• [Written problem] Retype every line from the one containing "Reviewer note: check that every instance of the green" down to the end of the records, keeping each line unchanged.

• [Entries provided]
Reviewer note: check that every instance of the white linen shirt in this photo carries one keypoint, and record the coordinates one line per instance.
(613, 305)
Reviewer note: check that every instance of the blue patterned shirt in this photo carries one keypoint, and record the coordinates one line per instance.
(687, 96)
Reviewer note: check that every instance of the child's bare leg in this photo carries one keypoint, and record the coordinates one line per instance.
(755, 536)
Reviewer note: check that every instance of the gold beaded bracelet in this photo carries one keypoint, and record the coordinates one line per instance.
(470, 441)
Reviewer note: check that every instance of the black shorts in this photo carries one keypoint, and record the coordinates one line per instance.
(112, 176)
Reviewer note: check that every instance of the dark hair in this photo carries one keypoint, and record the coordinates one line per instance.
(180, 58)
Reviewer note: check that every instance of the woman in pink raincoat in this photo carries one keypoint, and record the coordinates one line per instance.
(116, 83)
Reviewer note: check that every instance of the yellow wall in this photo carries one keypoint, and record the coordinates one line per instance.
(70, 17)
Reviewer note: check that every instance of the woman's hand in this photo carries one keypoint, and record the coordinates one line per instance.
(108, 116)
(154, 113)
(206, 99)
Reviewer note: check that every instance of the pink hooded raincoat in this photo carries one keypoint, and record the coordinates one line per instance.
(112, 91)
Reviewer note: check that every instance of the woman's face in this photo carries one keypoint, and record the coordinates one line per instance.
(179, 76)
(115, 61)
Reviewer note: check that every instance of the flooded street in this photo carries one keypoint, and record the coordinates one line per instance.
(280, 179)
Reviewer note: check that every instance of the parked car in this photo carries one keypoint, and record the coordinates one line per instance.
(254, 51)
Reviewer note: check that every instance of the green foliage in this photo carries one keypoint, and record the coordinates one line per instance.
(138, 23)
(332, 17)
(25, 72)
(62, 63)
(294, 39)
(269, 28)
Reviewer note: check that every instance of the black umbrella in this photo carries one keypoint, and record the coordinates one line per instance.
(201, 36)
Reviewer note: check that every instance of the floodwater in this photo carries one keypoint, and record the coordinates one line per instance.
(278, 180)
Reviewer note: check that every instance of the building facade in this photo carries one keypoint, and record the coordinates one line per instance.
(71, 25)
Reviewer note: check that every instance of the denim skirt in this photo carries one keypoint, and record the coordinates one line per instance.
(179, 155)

• [Solution for this exercise]
Reviewer note: check that every instance of the green foliage in this photo carries one keypoint, and record the coordinates one line per instance.
(138, 23)
(332, 17)
(25, 72)
(62, 63)
(294, 39)
(269, 28)
Reviewer note: check that every instance of the black umbrella in this photo carries one keypoint, and record the coordinates one line per instance.
(201, 36)
Reviewer note: check that every instance of the floodwater in this photo carries one keypoint, and record the coordinates one line per instance.
(278, 180)
Reviewer note: check that every instance of the building facade in this photo carries one keypoint, and record the coordinates one line per instance.
(71, 25)
Reviewer note: check that every instance of the denim skirt in this photo carries one keypoint, and record the coordinates one line per instance.
(179, 155)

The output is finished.